--- Data shown ---
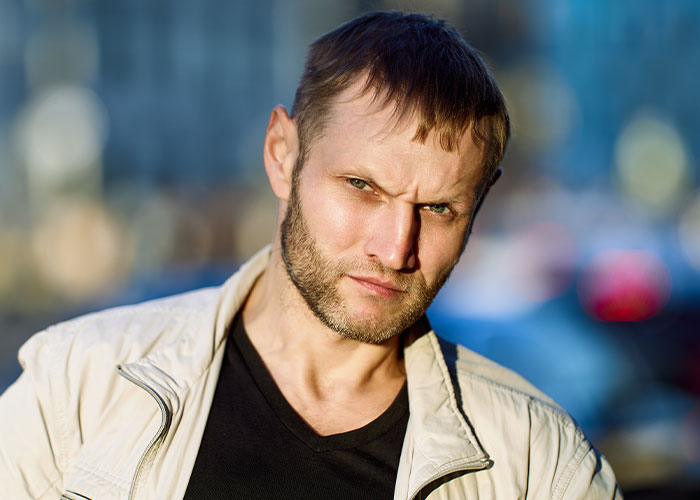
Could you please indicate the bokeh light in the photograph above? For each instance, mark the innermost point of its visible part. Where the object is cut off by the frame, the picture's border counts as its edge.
(509, 276)
(80, 250)
(61, 136)
(652, 163)
(625, 285)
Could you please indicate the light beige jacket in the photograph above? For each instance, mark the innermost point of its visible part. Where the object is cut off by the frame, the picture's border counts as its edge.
(74, 427)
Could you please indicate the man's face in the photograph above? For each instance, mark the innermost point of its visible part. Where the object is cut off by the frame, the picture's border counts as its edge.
(376, 222)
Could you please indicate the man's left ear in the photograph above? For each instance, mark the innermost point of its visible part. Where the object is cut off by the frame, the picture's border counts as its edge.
(494, 178)
(480, 201)
(280, 151)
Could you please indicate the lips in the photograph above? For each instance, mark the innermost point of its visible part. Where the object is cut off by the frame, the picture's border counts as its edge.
(378, 286)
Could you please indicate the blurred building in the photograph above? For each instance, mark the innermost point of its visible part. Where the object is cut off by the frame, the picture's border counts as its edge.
(130, 167)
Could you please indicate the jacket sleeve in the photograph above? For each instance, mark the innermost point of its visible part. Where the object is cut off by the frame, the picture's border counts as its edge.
(27, 447)
(589, 477)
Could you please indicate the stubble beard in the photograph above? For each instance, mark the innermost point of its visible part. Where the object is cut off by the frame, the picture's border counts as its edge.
(317, 277)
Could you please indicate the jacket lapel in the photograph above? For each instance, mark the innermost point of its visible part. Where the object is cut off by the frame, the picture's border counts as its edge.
(439, 442)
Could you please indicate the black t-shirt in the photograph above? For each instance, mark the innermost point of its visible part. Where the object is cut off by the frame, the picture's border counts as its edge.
(255, 445)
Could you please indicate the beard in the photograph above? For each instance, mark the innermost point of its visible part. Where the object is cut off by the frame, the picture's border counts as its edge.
(317, 278)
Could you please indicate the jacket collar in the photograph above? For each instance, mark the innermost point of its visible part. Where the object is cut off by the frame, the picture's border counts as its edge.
(438, 441)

--- Given task ---
Can the entries above be repeated exactly, without their pictures?

--- Task response ---
Could you please indicate the bokeh light in the photograph above? For each instance, mark the innermost point of its visible part. Where the object is cut off by the frame, the picture's border counts as its edge.
(509, 276)
(80, 250)
(61, 136)
(652, 163)
(625, 285)
Could you please indicate the light beige jacket in the photograph above? For each instance, mark the innermost point of its visible part. Where the object is cut off by the frame, the picture's border counts as its edge.
(74, 427)
Could you please indicate the man's face in the photograph above? For each instance, mark the innermost point of its visible part. Where the object is cut off by the frame, the picture's border counts as its edge.
(376, 222)
Could you please indicate the man's left ear in the photograph above? For each instance, mark the innermost point of its visible part. Where the object is cut off by the frame, the picture's border counts as its edge.
(494, 178)
(480, 201)
(280, 151)
Could you please indicate the lips in the photograph above? For each instance, mark the innermost point of its visible part. Where the object is cut off by the frame, the picture's border counts as its edge.
(378, 286)
Could you please indicate the blurred building in the photograph above? For each instance, mark the innermost point of its visible part. Where the object is cut off by the frame, the picture's border counts as its edge.
(130, 167)
Could you please indicate the jacket sleeve in the photograph above? For each instance, mark the innermost point of its visible part. Where the object is cut off by the frame, the picture's border counts as its edge.
(27, 447)
(589, 477)
Could you please indicate the stubble beard in the photograph above? For each instance, mark the innermost point of its visible part. Where the object is cut off by the frame, the picture's border counts as its edge.
(317, 277)
Could you please indicate the jacket lapel in the photograph above? For each instance, mark the innermost point of its visible part. Where the object is cut off by the frame, the picture's border counts as its edge.
(439, 442)
Could you please indicate the black t-shirt in the photograph above? For each instance, mark the innermost point of its visible part. Where the object is cut off by the frame, the picture's border counts as its edge.
(255, 445)
Could you please indicate the beard in the photograph above? For each instance, mark the innermost point of its visible part. Where the object is cut off by the frame, the picture's border counts as its edge.
(317, 278)
Could you please indicate the jacket collar in the photograph above? For each instance, mark the innermost point of its visible part. Where the object is cut off by the frame, the picture's border counts as its edge.
(438, 441)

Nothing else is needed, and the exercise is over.